Set problem: Starting at the line that contains "Tag a single point on each instance of the overlapping" and continuing to the end of the entries below, give those lines as a JSON list of strings, one string per line, with blank lines left out.

--- --- ---

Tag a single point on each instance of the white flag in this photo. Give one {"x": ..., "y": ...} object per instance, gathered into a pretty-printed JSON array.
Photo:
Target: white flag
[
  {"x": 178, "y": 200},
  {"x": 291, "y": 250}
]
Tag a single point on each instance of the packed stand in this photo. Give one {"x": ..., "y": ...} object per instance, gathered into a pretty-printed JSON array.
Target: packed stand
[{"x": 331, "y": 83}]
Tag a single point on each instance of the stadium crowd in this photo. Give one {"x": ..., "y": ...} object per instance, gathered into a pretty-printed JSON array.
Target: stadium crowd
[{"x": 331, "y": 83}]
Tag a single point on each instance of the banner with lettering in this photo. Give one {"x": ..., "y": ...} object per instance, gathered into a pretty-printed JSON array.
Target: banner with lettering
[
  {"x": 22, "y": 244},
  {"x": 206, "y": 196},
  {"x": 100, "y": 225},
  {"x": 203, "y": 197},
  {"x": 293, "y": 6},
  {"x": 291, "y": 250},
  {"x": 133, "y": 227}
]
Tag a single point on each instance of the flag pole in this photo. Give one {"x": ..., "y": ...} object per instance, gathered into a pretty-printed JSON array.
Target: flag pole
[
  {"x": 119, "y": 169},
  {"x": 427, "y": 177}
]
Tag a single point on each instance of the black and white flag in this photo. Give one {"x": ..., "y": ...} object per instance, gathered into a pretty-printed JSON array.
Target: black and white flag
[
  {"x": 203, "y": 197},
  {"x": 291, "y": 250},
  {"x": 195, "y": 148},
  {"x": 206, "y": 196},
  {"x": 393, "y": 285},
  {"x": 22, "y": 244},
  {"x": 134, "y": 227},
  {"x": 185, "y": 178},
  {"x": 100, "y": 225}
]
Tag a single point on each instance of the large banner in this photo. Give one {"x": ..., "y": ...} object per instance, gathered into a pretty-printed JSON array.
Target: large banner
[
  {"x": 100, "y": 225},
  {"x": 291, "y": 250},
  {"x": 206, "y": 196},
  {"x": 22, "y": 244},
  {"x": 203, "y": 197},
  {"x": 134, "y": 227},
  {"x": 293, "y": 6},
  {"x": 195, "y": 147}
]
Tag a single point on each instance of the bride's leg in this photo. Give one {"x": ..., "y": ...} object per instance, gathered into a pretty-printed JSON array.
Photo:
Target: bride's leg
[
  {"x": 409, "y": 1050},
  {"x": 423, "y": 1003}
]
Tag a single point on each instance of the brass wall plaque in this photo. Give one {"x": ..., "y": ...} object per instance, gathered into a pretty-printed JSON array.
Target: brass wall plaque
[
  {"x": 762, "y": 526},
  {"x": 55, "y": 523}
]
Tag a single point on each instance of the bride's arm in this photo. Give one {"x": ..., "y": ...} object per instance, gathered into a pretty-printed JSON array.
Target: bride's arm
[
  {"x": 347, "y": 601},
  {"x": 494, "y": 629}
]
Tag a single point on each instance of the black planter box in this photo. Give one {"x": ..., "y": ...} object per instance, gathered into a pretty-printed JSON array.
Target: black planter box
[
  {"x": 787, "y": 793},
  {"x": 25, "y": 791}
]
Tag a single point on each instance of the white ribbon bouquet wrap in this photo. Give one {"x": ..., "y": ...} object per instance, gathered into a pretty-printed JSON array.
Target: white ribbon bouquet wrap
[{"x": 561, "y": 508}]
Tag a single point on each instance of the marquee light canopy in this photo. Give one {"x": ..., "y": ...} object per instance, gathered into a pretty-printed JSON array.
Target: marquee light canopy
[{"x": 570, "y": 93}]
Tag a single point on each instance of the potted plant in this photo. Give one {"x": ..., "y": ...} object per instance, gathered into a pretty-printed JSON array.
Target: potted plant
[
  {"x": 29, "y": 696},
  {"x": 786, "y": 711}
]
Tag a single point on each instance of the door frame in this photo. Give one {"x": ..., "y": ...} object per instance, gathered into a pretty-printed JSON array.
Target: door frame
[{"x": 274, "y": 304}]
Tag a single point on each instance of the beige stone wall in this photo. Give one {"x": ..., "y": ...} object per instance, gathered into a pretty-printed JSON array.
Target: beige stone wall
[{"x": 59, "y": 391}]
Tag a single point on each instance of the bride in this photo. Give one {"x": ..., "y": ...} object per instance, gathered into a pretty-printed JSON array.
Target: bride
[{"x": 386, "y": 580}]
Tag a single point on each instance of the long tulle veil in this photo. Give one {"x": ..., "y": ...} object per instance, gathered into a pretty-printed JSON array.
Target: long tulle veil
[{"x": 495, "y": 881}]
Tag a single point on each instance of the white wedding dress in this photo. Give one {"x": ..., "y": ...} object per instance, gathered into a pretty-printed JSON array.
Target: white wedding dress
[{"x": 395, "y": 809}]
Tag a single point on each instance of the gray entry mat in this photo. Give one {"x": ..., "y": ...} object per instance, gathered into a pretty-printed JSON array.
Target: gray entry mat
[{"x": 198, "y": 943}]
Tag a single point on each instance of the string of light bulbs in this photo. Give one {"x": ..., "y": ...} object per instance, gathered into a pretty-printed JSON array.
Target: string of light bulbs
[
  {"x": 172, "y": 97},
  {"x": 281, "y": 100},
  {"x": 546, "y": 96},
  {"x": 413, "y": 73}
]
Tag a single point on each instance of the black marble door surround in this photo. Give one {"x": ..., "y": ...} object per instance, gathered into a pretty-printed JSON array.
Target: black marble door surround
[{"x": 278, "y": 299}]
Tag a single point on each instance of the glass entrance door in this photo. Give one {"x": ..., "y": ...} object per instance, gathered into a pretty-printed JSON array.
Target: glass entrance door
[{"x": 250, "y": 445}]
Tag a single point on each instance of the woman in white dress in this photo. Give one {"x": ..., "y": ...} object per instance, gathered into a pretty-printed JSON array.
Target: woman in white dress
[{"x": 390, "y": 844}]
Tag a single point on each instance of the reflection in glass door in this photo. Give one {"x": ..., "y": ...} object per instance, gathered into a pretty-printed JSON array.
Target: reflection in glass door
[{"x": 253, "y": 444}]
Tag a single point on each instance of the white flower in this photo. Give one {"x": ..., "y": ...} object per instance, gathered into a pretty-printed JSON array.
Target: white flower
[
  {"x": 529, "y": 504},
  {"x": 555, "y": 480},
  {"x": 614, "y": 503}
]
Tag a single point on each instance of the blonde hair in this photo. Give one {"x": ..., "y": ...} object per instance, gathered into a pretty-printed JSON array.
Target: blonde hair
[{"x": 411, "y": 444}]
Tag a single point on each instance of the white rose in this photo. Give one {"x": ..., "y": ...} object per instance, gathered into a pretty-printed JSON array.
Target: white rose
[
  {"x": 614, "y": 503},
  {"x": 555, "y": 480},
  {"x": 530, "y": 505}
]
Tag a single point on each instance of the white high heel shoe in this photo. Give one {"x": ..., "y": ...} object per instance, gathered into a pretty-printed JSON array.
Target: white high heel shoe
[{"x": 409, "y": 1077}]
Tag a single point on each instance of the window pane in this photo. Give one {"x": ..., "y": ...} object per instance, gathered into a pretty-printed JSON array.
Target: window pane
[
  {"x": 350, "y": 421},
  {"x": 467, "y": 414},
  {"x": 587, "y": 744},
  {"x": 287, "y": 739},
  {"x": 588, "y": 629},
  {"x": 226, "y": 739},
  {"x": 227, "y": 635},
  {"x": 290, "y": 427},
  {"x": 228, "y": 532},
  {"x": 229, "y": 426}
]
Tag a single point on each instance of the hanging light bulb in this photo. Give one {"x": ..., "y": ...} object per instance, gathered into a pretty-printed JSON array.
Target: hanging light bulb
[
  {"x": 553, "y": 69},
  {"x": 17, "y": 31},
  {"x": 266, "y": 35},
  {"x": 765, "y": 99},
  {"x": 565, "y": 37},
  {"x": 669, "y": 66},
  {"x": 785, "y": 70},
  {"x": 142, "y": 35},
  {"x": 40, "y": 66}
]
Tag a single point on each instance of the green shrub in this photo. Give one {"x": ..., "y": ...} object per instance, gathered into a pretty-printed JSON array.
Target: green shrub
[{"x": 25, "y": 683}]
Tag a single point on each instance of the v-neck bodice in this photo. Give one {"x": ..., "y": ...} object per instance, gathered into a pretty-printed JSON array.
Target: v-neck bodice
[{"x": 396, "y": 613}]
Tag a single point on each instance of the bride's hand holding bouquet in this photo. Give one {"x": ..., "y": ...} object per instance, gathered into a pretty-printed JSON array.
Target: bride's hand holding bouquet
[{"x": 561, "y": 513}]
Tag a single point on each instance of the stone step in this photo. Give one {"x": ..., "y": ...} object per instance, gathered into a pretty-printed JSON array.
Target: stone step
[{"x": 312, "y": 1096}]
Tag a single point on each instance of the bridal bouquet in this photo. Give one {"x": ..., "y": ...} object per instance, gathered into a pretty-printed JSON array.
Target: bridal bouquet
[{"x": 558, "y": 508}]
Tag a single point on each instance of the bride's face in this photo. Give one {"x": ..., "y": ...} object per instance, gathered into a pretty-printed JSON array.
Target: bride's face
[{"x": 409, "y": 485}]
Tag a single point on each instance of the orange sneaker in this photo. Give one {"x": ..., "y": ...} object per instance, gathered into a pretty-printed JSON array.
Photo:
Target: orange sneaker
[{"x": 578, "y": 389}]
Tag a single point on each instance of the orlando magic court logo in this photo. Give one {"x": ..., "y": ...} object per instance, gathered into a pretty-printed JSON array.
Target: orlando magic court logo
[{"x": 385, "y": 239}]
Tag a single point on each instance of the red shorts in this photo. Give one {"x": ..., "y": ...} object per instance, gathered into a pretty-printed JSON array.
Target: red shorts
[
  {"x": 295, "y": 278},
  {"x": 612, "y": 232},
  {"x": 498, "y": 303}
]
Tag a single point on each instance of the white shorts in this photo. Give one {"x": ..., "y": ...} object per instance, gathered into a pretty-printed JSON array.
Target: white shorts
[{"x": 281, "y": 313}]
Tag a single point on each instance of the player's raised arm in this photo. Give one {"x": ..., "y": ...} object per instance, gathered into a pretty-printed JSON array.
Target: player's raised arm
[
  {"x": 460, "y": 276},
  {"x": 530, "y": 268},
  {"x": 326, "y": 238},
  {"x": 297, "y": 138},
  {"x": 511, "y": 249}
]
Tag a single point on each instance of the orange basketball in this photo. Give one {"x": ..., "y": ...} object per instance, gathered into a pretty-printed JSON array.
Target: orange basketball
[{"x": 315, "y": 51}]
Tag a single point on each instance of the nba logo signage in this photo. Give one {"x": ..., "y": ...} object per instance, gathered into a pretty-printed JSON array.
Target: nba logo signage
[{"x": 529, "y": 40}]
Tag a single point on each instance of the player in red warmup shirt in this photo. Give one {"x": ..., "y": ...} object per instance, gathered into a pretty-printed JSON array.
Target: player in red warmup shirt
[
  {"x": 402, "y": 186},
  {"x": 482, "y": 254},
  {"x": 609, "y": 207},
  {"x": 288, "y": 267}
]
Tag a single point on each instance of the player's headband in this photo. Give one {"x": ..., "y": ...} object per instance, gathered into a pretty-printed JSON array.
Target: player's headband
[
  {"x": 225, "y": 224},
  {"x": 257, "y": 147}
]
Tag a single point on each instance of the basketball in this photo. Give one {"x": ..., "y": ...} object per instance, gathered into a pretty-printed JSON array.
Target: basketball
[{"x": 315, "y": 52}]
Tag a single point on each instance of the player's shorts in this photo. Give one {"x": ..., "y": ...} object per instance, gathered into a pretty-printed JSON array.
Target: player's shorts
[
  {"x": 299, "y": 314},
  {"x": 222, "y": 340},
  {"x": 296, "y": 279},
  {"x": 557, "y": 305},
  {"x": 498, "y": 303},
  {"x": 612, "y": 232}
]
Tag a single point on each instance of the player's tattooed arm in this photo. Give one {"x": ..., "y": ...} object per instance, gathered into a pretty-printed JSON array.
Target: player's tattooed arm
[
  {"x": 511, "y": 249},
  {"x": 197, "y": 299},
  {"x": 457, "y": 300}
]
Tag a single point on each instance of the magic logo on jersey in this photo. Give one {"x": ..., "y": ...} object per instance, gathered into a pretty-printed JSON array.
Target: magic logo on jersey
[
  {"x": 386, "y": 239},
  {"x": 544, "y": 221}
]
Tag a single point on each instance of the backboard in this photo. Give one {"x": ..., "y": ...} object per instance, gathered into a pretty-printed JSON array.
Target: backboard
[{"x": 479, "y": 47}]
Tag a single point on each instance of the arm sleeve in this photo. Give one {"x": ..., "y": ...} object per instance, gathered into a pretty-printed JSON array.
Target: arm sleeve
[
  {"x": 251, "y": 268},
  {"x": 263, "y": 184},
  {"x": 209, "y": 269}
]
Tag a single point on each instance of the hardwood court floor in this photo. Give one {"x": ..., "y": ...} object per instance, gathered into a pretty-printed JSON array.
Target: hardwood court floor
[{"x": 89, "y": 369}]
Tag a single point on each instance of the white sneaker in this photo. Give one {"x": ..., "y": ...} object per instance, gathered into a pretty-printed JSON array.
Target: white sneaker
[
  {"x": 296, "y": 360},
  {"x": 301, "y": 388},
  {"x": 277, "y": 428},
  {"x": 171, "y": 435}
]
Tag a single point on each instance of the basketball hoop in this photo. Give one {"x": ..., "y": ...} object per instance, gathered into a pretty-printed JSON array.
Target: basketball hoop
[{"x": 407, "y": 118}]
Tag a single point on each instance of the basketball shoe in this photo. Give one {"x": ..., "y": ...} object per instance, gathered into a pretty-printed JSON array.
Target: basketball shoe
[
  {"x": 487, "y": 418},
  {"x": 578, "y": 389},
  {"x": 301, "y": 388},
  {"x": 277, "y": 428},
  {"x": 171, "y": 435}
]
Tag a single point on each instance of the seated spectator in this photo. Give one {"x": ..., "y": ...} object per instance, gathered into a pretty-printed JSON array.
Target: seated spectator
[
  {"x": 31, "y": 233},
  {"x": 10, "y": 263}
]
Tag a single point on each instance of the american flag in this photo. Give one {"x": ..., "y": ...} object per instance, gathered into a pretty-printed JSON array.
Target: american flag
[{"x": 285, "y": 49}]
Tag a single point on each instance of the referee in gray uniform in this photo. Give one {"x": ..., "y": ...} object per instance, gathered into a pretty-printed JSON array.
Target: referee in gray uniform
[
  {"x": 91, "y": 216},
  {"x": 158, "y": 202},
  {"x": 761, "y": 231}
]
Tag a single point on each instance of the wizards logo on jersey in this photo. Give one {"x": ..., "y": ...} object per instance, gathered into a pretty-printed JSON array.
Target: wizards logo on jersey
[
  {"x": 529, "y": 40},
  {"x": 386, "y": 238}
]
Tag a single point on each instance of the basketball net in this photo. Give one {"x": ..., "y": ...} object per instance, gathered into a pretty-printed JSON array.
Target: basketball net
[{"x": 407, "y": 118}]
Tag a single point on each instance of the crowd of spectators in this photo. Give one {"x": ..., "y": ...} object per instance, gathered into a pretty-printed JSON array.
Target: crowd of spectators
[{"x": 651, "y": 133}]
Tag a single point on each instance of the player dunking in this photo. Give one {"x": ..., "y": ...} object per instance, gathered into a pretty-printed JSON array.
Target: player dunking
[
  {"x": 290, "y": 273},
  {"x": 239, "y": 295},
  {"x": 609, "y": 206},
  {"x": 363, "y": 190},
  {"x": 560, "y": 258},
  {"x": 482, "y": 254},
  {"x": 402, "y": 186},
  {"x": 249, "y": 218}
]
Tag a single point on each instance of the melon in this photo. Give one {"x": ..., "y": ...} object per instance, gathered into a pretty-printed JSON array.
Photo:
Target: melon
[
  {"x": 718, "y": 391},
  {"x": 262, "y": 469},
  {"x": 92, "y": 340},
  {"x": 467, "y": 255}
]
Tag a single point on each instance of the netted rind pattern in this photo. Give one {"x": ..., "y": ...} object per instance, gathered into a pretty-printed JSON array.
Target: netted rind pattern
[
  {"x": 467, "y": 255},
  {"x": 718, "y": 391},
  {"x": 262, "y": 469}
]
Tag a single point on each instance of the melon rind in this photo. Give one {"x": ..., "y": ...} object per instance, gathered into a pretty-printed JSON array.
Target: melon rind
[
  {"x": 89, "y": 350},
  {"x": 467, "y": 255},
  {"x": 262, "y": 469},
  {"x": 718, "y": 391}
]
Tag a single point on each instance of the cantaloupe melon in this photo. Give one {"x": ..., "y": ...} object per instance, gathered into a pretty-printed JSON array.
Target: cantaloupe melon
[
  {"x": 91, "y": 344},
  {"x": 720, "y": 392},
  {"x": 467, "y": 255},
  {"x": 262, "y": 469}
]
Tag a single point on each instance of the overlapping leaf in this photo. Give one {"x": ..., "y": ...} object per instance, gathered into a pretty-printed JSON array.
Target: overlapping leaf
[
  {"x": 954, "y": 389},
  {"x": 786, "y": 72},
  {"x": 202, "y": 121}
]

--- --- ---

Worked answer:
[
  "Tag a single point on each instance of the overlapping leaf in this photo. Give one {\"x\": ..., \"y\": ...} object per instance, gathered into a pretty-printed JSON array.",
  "Target: overlapping leaf",
  "[",
  "  {\"x\": 954, \"y\": 389},",
  "  {\"x\": 786, \"y\": 72},",
  "  {\"x\": 202, \"y\": 121}",
  "]"
]